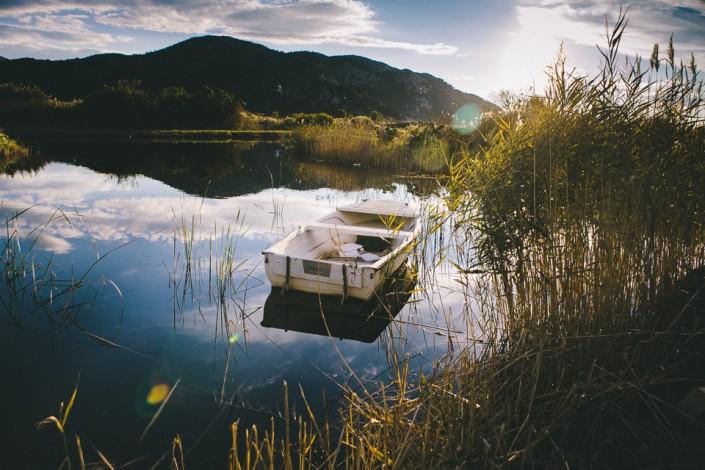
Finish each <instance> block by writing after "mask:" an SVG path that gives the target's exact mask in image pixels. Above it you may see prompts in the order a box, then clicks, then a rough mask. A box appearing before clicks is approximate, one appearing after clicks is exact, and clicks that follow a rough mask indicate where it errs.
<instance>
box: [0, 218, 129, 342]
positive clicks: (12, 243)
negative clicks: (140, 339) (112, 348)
mask: <svg viewBox="0 0 705 470" xmlns="http://www.w3.org/2000/svg"><path fill="white" fill-rule="evenodd" d="M33 209H34V207H29V208H27V209H24V210H21V211H16V212H15V213H14V215H12V216H10V217H8V218H7V219H6V220H5V230H4V234H3V235H4V236H3V239H2V246H1V249H0V276H1V280H0V306H1V307H2V308H3V310H4V311H5V313H6V314H7V316H8V320H9V321H10V322H11V323H13V324H14V325H16V326H19V327H23V325H24V320H25V318H24V317H25V316H27V315H37V314H44V315H45V318H47V319H48V320H49V322H50V324H52V325H54V326H58V325H64V324H66V325H72V326H75V327H77V328H78V329H79V330H80V331H82V332H83V333H85V334H86V335H88V336H90V337H91V338H93V339H95V340H98V341H101V342H103V343H104V344H108V345H111V346H113V347H119V346H118V345H116V344H115V343H113V342H111V341H109V340H106V339H105V338H102V337H100V336H98V335H95V334H93V333H91V332H90V331H88V330H86V329H85V328H83V326H82V325H81V322H80V318H79V314H80V313H81V312H85V311H88V310H90V308H91V306H92V305H93V302H94V300H95V298H97V296H98V295H104V294H106V293H109V292H113V293H115V294H116V295H117V296H118V297H119V298H120V300H121V302H122V300H123V299H122V291H121V290H120V288H119V286H118V285H117V284H116V283H115V282H114V281H113V280H111V279H109V278H106V277H104V276H93V275H92V273H93V272H94V271H95V270H96V268H97V267H98V266H99V265H100V263H101V262H102V261H103V260H104V259H105V258H107V257H109V256H111V255H112V254H113V253H114V252H115V251H117V250H119V249H120V248H122V247H123V246H124V245H120V246H118V247H116V248H114V249H112V250H110V251H108V252H106V253H103V254H100V253H98V252H96V259H95V261H93V262H92V263H91V264H90V265H89V266H87V267H86V268H84V269H83V270H81V271H76V270H75V269H74V267H73V266H72V267H71V268H70V269H67V268H65V267H62V266H59V265H57V263H56V261H55V256H54V254H53V253H46V254H40V253H38V244H39V242H40V241H41V239H42V237H44V236H45V235H46V233H47V231H50V230H51V229H52V227H53V226H54V225H55V224H67V225H71V224H72V221H71V218H70V217H69V216H68V215H67V214H66V213H65V212H64V211H63V210H62V209H60V208H57V209H55V210H54V211H53V212H52V213H51V214H50V215H49V217H48V218H47V220H46V221H45V222H44V223H41V224H39V225H37V226H35V227H25V225H24V223H23V217H26V216H27V213H28V212H29V211H31V210H33ZM89 291H90V292H92V293H93V298H91V296H89V295H79V293H80V292H83V293H88V292H89Z"/></svg>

◆ WHAT TO WORK ON ◆
Rewrite the lines of the data above, changing every "clicks" to "points" and leaving everything else unchanged. Leave out the pictures.

◆ SOLUTION TO THIS PROBLEM ◆
Finish each <instance> block by writing after "mask:" an SVG path that gives the target's exact mask in image pixels. Above it you may see prompts in the order a box, then points, then a rough mask. A box appearing before points is approximate, one appearing after points is exact, and points that follow a rough mask indicate where it errs.
<instance>
box: [0, 218, 129, 342]
positive points: (12, 243)
negative points: (140, 339) (112, 348)
mask: <svg viewBox="0 0 705 470" xmlns="http://www.w3.org/2000/svg"><path fill="white" fill-rule="evenodd" d="M33 209H34V207H29V208H27V209H24V210H21V211H16V212H15V213H14V215H12V216H10V217H8V218H7V219H6V220H5V230H4V234H3V235H4V236H3V239H2V246H1V249H0V276H1V280H0V306H1V307H2V308H3V310H4V311H5V313H6V314H7V316H8V320H9V321H10V322H11V323H13V324H14V325H16V326H19V327H23V325H24V320H25V318H24V317H25V316H27V315H37V314H44V315H45V318H47V319H48V320H49V322H50V324H52V325H54V326H58V325H64V324H66V325H72V326H75V327H77V328H78V329H79V330H80V331H82V332H83V333H85V334H86V335H88V336H90V337H91V338H93V339H95V340H98V341H101V342H103V343H104V344H108V345H111V346H113V347H119V346H118V345H116V344H115V343H113V342H111V341H109V340H106V339H105V338H102V337H100V336H98V335H95V334H93V333H91V332H90V331H88V330H86V329H85V328H83V326H82V325H81V322H80V318H79V314H80V313H81V312H85V311H88V310H90V308H91V306H92V305H93V302H94V300H95V298H97V296H98V295H104V294H106V293H109V292H113V293H115V294H116V295H117V296H118V297H119V298H120V300H121V302H122V300H123V299H122V291H121V290H120V288H119V286H118V285H117V284H116V283H115V282H114V281H113V280H111V279H109V278H106V277H104V276H93V275H92V273H93V272H94V271H95V270H96V268H97V267H98V266H99V265H100V263H101V262H102V261H103V260H104V259H105V258H107V257H109V256H111V255H112V254H113V253H114V252H115V251H117V250H119V249H120V248H122V247H123V246H124V245H120V246H118V247H116V248H114V249H112V250H110V251H108V252H106V253H103V254H100V253H98V252H96V259H95V261H93V262H92V263H91V264H90V265H89V266H87V267H86V268H84V269H83V270H81V271H76V270H75V269H74V267H73V266H72V267H71V268H70V269H67V268H65V267H62V266H59V265H57V263H56V261H55V256H54V254H53V253H46V254H40V253H38V244H39V242H40V241H41V239H42V237H44V236H45V235H46V233H47V231H50V230H51V229H52V227H53V226H54V225H55V224H67V225H71V224H72V221H71V218H70V217H69V216H68V215H67V214H66V213H65V212H64V211H63V210H62V209H60V208H57V209H55V210H54V211H53V212H52V213H51V214H50V215H49V217H48V218H47V220H46V221H45V222H44V223H41V224H39V225H37V226H35V227H25V225H24V223H23V217H26V216H27V213H28V212H29V211H31V210H33ZM89 291H90V292H92V293H93V298H91V296H89V295H79V293H80V292H83V293H88V292H89Z"/></svg>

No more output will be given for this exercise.